_Passage_:
####

- Born: Emily Lucy French 7 August 1859 Clooneyquin, County Roscommon
- Died: 13 November 1935 (aged 76) Priory Lodge, Blackrock, County Dublin
- Relatives: Percy French (brother)

= Emily de Burgh Daly =

Irish nurse, writer, and traveller (1859–1935)

Emily Lucy de Burgh Daly (7 August 1859 – 13 November 1935) was an Irish nurse, writer, and traveller.

==Life==
Emily de Burgh Daly was born Emily Lucy French on 7 August 1859 at the family home at Clooneyquin, County Roscommon, a townland between Elphin and Tulsk. She was the fourth daughter of the nine children of Christopher French and Susan Emma French (née Percy). One of her older brothers was the humorist and songwriter Percy French. She was educated privately at home, with the children producing their own theatricals and family magazines.

####

_The data_:
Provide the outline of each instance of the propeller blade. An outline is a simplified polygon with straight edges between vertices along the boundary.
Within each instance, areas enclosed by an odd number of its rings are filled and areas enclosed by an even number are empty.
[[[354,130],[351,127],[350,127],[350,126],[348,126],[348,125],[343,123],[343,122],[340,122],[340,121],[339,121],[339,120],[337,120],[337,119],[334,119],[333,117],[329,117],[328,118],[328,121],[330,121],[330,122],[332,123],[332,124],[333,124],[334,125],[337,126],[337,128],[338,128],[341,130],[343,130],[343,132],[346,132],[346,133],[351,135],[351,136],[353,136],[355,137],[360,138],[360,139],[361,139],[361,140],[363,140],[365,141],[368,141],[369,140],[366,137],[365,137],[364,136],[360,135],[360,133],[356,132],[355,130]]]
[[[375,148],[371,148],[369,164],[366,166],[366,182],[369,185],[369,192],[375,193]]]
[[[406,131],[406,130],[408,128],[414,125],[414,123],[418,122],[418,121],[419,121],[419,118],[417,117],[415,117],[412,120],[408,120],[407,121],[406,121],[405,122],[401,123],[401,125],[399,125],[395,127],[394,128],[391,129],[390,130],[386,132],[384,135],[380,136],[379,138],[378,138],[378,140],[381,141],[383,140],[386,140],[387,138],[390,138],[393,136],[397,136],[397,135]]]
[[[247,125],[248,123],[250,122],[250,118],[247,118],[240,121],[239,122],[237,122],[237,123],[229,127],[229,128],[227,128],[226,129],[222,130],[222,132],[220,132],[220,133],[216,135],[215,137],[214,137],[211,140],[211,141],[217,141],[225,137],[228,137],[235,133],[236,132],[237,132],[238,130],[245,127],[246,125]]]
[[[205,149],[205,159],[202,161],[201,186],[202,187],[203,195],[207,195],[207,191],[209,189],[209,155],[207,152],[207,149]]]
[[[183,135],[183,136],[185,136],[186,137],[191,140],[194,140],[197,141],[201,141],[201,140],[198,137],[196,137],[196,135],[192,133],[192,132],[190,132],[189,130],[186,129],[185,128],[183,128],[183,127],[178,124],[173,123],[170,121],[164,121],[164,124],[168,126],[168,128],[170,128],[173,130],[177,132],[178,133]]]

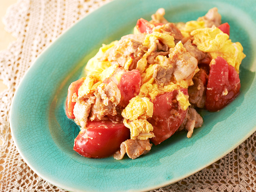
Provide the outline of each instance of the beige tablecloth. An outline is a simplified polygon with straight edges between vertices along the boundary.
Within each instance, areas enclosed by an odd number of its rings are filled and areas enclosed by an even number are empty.
[[[0,191],[64,191],[38,177],[24,163],[12,139],[10,105],[19,82],[45,47],[79,19],[110,0],[19,0],[4,19],[17,39],[0,52]],[[256,133],[217,162],[176,183],[155,191],[255,191]],[[86,190],[86,189],[85,189]]]

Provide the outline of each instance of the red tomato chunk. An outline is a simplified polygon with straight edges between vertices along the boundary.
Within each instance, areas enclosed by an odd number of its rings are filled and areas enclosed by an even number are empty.
[[[82,156],[101,158],[113,155],[130,138],[130,129],[122,123],[89,121],[86,129],[81,131],[75,139],[73,148]]]
[[[235,68],[218,56],[210,64],[205,107],[210,111],[221,109],[240,93],[239,75]]]
[[[188,95],[187,89],[181,89],[180,91]],[[157,96],[153,101],[153,116],[148,121],[154,127],[153,132],[156,136],[150,140],[156,145],[172,135],[185,118],[187,111],[181,108],[177,100],[178,94],[177,90],[165,93]]]
[[[120,68],[113,75],[105,79],[103,83],[108,84],[111,81],[116,84],[121,92],[121,100],[118,106],[125,107],[129,101],[139,94],[141,77],[137,69],[126,71]]]

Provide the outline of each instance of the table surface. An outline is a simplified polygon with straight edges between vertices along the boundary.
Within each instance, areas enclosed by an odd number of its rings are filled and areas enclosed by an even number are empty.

####

_Work request 1_: According to the Emily de Burgh Daly biography above, how was she educated?
_Work request 2_: Retype the Emily de Burgh Daly biography above from "Irish nurse, writer, and traveller (1859–1935)" to "and family magazines.".

_Exercise output 1_: She was educated privately at home.

_Exercise output 2_:
Irish nurse, writer, and traveller (1859–1935)

Emily Lucy de Burgh Daly (7 August 1859 – 13 November 1935) was an Irish nurse, writer, and traveller.

==Life==
Emily de Burgh Daly was born Emily Lucy French on 7 August 1859 at the family home at Clooneyquin, County Roscommon, a townland between Elphin and Tulsk. She was the fourth daughter of the nine children of Christopher French and Susan Emma French (née Percy). One of her older brothers was the humorist and songwriter Percy French. She was educated privately at home, with the children producing their own theatricals and family magazines.